** STATED GOAL **
How many lines in the material below contain the string "building", matching case exactly? Reply with the number alone.
────────────────
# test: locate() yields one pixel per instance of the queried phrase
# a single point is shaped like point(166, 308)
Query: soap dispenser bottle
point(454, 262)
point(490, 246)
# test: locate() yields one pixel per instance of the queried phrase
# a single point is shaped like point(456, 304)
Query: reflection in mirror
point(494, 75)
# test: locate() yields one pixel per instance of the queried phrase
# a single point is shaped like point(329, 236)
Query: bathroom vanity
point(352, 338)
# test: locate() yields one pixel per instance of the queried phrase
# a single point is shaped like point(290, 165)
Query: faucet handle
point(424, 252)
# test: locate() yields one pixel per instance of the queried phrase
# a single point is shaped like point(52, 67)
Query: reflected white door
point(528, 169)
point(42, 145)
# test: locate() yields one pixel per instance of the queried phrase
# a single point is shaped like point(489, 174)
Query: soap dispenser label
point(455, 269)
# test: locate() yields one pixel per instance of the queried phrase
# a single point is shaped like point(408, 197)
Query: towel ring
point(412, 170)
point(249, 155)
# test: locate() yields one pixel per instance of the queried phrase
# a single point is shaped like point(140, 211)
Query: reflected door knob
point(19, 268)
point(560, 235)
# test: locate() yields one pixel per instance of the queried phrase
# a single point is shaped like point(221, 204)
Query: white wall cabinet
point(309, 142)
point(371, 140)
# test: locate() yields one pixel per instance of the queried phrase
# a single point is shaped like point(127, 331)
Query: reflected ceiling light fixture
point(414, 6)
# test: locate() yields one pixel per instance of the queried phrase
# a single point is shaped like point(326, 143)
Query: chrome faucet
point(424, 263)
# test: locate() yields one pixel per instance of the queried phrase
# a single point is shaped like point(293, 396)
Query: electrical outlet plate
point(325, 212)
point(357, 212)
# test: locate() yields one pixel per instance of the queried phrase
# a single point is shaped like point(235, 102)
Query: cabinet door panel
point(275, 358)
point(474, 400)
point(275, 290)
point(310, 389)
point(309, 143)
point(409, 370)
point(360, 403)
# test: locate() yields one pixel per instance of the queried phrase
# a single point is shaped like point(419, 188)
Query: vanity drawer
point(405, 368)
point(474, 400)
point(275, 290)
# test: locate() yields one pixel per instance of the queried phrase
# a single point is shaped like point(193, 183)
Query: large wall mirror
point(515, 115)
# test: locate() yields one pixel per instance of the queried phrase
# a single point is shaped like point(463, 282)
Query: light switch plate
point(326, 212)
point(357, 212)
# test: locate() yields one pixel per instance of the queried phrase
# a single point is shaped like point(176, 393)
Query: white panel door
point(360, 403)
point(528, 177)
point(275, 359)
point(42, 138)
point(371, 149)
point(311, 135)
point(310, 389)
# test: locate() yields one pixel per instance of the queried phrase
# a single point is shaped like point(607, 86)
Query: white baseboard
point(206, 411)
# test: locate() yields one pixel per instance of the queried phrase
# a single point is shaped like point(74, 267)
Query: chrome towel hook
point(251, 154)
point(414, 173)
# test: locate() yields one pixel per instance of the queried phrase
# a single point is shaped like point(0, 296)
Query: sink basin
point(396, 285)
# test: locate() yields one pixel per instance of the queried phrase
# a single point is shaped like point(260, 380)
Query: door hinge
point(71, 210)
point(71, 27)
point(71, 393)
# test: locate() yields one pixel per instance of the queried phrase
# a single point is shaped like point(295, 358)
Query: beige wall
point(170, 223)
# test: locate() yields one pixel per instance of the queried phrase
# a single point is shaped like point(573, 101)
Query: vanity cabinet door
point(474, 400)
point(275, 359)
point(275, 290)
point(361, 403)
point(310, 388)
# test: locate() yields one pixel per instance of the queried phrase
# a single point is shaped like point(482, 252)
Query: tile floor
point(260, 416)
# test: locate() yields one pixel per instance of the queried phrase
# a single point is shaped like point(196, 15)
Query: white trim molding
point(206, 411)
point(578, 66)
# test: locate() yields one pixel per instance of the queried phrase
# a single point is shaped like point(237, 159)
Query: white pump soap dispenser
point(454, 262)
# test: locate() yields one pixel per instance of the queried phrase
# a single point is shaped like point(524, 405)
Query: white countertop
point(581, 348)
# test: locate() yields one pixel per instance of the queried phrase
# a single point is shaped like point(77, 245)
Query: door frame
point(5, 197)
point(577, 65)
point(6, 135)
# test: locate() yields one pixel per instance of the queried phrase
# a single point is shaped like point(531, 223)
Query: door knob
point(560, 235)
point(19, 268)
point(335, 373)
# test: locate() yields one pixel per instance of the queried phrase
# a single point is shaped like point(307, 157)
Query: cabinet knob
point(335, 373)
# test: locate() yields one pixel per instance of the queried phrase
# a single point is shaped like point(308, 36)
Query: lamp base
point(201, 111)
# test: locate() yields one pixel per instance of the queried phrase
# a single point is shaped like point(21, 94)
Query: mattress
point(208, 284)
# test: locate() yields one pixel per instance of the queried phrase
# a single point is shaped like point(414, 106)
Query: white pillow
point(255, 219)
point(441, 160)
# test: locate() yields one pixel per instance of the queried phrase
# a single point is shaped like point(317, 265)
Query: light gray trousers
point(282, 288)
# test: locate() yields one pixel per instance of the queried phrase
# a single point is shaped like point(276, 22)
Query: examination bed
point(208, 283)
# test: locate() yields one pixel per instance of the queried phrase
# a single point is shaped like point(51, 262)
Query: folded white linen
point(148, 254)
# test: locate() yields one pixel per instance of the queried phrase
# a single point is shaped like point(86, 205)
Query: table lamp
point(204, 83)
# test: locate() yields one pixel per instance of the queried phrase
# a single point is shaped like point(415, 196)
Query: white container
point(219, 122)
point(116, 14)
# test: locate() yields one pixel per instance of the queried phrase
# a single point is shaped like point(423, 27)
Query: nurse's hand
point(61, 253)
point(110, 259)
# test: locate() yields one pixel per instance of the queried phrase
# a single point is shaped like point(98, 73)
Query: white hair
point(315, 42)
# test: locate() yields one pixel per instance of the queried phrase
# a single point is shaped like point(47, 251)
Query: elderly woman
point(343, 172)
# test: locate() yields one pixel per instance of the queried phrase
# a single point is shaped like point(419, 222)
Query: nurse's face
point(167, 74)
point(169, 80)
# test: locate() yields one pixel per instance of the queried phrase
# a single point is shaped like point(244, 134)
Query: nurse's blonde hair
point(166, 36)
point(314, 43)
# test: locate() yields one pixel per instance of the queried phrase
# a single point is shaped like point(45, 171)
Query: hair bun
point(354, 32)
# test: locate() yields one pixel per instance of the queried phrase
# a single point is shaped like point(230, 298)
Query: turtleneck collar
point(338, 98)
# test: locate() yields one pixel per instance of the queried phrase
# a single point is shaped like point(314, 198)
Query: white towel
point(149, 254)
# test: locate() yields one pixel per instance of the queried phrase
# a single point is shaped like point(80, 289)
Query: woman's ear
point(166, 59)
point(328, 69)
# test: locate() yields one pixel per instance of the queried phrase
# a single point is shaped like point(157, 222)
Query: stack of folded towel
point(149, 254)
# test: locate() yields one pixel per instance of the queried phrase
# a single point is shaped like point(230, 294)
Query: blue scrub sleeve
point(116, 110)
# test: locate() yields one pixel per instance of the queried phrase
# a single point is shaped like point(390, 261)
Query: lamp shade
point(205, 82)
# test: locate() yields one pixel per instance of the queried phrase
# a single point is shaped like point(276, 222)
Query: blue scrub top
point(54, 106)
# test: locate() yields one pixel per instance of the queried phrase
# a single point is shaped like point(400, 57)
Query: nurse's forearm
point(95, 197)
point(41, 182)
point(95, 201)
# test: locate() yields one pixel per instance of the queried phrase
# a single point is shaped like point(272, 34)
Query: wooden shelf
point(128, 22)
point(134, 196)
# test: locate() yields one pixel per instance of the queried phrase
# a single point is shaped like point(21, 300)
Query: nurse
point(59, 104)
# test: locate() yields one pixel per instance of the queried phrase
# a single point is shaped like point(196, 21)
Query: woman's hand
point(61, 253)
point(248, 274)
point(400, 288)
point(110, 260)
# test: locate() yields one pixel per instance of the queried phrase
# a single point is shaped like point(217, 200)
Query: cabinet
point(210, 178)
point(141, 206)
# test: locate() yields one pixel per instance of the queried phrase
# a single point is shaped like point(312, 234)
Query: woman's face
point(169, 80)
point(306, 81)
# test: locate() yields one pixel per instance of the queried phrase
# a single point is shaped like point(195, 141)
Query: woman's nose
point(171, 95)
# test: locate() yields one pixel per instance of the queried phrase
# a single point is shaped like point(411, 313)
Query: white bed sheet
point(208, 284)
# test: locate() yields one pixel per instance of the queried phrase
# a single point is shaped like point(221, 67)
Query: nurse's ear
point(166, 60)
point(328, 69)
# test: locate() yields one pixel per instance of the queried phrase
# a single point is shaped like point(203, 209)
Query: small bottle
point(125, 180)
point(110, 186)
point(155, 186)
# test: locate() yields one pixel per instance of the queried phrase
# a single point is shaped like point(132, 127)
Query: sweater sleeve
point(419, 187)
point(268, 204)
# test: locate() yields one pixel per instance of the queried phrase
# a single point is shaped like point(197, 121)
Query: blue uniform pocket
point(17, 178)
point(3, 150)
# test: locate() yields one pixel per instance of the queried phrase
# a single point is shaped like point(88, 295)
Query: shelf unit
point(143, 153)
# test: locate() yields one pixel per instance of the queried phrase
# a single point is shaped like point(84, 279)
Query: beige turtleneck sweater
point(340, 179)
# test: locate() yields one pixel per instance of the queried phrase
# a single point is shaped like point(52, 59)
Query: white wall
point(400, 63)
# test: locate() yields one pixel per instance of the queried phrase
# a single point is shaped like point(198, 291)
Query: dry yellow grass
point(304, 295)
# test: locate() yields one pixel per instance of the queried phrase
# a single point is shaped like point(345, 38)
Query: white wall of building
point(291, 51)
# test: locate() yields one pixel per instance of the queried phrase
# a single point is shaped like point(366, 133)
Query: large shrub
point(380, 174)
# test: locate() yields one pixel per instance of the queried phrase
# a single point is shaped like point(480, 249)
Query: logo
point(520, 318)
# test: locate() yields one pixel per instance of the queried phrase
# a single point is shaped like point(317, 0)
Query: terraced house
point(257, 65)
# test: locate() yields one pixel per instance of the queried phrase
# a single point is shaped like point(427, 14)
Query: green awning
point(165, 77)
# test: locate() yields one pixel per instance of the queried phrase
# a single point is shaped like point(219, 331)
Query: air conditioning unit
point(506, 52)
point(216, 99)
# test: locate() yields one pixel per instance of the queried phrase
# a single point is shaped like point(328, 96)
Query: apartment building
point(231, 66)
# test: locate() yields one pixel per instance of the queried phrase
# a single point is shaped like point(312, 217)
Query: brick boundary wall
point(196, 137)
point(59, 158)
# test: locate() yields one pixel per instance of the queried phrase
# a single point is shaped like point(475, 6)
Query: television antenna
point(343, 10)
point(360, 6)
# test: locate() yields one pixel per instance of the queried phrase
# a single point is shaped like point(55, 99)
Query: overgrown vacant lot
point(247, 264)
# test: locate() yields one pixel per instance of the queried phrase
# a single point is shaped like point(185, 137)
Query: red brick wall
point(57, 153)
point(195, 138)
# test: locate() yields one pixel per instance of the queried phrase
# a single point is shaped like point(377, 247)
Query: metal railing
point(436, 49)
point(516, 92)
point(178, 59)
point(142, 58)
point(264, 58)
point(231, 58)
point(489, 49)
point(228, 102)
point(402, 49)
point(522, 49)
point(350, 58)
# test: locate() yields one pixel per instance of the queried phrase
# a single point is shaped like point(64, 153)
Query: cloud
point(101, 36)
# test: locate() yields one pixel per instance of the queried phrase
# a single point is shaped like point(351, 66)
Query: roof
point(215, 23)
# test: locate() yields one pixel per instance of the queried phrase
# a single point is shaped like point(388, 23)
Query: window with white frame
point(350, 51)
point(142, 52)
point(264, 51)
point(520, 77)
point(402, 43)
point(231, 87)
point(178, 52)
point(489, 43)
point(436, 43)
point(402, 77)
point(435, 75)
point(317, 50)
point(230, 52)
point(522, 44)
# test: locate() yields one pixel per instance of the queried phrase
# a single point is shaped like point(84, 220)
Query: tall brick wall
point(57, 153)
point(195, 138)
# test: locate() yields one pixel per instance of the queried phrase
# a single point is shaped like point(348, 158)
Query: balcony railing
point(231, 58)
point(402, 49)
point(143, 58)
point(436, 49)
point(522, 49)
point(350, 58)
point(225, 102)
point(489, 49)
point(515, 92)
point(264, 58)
────────────────
** RESULT **
2